**ASSIGNED TASK:**
All that is wanted is a word-for-word copy of the line with "Where can the sunlit" and every line after it in the data below.
-=-=-=-=-
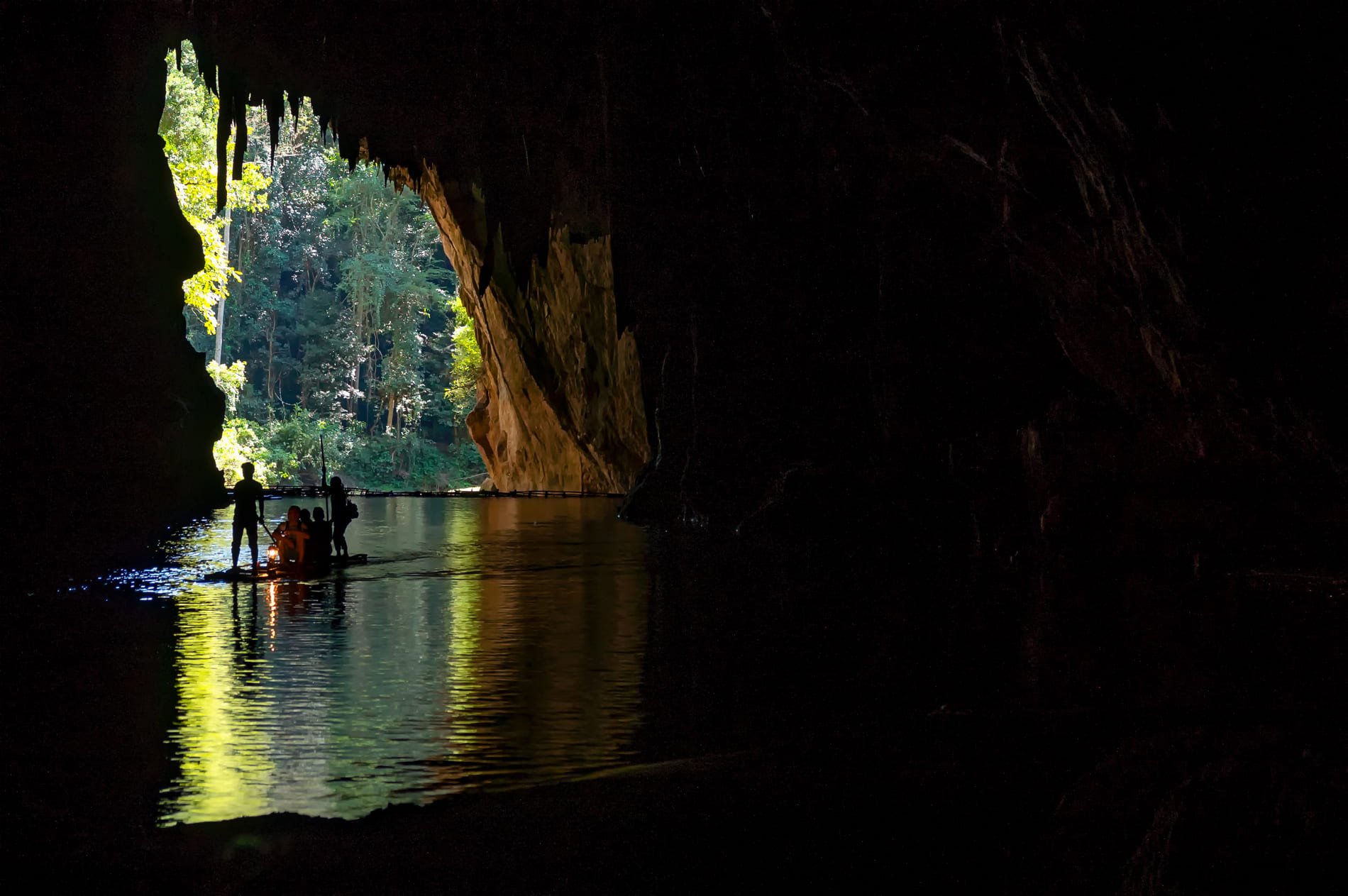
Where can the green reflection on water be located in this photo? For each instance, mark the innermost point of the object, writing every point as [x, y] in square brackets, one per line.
[488, 643]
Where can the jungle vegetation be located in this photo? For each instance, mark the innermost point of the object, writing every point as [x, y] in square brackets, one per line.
[326, 307]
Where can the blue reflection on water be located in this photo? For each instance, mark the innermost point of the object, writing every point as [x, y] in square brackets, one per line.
[488, 643]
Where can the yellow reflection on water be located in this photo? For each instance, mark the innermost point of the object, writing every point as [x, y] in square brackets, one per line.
[224, 761]
[487, 643]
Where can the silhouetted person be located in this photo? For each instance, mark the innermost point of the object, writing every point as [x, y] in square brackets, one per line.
[293, 538]
[341, 516]
[247, 494]
[320, 536]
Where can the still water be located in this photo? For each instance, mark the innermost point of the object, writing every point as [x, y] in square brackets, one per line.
[488, 643]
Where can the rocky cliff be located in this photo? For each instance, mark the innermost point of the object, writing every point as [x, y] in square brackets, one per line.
[560, 403]
[984, 274]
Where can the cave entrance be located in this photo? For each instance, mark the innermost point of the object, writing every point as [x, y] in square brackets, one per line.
[326, 306]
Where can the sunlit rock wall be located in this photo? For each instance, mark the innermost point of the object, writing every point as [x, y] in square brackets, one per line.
[560, 399]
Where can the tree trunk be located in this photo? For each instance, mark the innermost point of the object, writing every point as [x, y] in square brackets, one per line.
[271, 355]
[220, 299]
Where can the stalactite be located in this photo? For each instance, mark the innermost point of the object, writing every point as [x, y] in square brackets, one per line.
[275, 111]
[223, 148]
[241, 133]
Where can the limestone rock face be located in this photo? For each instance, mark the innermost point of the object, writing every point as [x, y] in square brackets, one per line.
[560, 401]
-=-=-=-=-
**RESULT FOR THIS TASK:**
Where can the sunlit rock wall be located in this photo? For each instance, mark the innermost point of the object, writing every point as [x, y] in square brackets, one per line.
[560, 399]
Where can the tree trunk be located in this photo? For each instance, mark the innermost point of the object, writing every point as [x, y] in square brackets, one per line.
[271, 355]
[220, 299]
Where can the stalactite be located in this photo? For each instance, mark the innermost point of the object, writing every point as [x, y] in square brackets, one per line.
[275, 111]
[223, 148]
[241, 133]
Where can the limestone rock face be located in this photo? For each instance, mark the innermost point of the object, writing every point as [x, y] in square brackets, one per line.
[560, 401]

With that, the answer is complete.